DATA IN THIS EXERCISE –

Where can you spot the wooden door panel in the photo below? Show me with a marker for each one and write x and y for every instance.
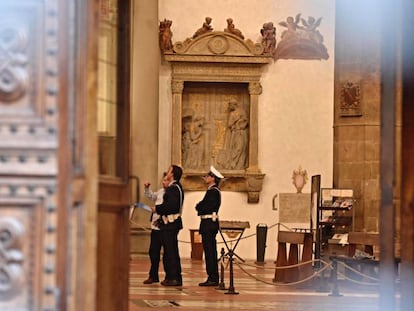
(29, 118)
(113, 246)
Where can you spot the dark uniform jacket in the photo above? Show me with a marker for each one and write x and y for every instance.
(172, 202)
(209, 204)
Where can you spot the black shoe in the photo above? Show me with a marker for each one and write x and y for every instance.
(208, 283)
(171, 283)
(150, 281)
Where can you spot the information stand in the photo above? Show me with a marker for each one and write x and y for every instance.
(234, 231)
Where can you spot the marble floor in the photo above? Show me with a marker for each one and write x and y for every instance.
(253, 289)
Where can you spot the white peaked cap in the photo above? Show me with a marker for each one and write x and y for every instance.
(215, 172)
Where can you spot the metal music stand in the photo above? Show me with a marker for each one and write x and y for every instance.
(234, 230)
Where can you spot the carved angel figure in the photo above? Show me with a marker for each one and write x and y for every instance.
(292, 25)
(232, 29)
(165, 35)
(204, 29)
(268, 38)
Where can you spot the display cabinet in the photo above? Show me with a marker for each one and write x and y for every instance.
(335, 217)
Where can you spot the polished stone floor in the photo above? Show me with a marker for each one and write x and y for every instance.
(254, 287)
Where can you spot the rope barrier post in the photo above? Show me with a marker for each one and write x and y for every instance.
(231, 290)
(323, 284)
(335, 289)
(221, 285)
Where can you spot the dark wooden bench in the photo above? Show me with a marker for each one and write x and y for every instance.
(369, 244)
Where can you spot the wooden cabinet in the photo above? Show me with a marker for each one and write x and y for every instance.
(335, 219)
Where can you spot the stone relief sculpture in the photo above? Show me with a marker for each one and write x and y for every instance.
(232, 29)
(192, 141)
(215, 86)
(350, 99)
(268, 33)
(165, 35)
(301, 39)
(204, 29)
(237, 136)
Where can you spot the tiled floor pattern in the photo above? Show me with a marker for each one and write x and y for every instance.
(252, 293)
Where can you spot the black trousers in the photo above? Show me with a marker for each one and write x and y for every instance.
(154, 254)
(171, 258)
(210, 254)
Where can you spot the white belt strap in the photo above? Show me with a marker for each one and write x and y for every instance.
(170, 218)
(213, 216)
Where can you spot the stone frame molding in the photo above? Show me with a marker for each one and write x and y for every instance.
(224, 58)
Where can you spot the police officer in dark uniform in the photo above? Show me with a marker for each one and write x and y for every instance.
(170, 224)
(208, 209)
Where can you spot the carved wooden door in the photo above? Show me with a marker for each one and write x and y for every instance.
(51, 225)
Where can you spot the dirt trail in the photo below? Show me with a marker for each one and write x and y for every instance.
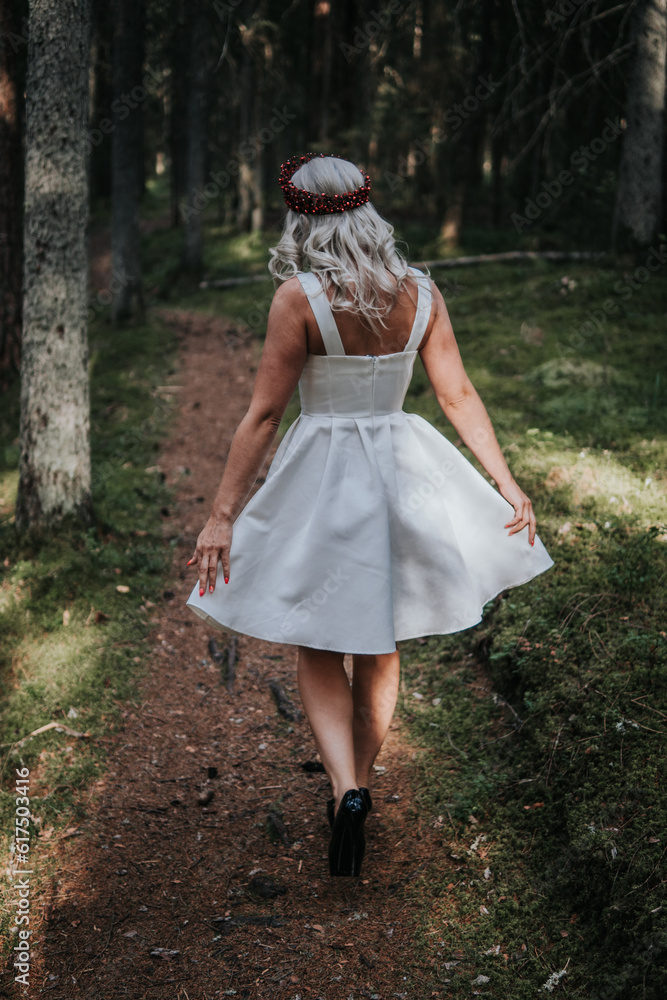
(156, 897)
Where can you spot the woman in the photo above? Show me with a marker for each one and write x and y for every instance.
(371, 527)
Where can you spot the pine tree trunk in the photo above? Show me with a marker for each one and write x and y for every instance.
(126, 173)
(196, 140)
(177, 113)
(11, 183)
(54, 467)
(246, 117)
(639, 192)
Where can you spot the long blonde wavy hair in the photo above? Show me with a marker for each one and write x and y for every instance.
(352, 248)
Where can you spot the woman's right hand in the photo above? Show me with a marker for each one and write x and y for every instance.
(213, 544)
(523, 509)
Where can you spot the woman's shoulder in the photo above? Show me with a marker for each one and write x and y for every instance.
(289, 293)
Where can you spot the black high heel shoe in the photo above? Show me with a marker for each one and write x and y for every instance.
(347, 844)
(331, 804)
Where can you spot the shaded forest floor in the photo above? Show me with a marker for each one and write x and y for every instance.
(516, 843)
(160, 892)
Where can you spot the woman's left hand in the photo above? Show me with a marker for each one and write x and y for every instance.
(213, 543)
(523, 510)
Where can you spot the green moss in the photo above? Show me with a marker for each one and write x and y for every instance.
(72, 647)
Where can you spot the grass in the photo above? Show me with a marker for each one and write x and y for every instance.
(543, 723)
(71, 644)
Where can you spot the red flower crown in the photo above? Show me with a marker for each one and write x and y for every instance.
(315, 202)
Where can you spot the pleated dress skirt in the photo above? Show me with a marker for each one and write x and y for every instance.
(371, 526)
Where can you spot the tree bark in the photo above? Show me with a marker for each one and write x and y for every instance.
(196, 139)
(54, 465)
(11, 194)
(126, 172)
(638, 203)
(177, 111)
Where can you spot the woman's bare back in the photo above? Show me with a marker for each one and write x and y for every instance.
(355, 333)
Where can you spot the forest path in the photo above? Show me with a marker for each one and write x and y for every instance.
(154, 869)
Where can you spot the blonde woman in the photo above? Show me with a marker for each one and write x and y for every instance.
(371, 527)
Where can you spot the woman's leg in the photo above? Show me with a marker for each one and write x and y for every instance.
(327, 699)
(374, 693)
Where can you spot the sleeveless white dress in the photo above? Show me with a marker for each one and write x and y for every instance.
(371, 526)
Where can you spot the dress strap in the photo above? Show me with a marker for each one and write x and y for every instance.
(423, 312)
(322, 312)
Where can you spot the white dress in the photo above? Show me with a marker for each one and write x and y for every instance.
(371, 527)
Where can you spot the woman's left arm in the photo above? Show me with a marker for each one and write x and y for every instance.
(283, 357)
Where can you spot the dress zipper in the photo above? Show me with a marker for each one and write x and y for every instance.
(374, 357)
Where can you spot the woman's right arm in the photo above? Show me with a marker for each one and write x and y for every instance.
(461, 404)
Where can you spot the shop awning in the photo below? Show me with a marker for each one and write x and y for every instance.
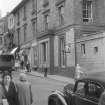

SET PROBLEM –
Locate each line in the entries containing the word "uniform" and copy it out.

FULL SOLUTION –
Where can you spot the dark uniform jacket in the photo above? Show me with a marker for each one and write x and y for every instance.
Where can you spot the police officer in dark uniform in the photo above? Show me with a marker for each one and write x and y for every instance.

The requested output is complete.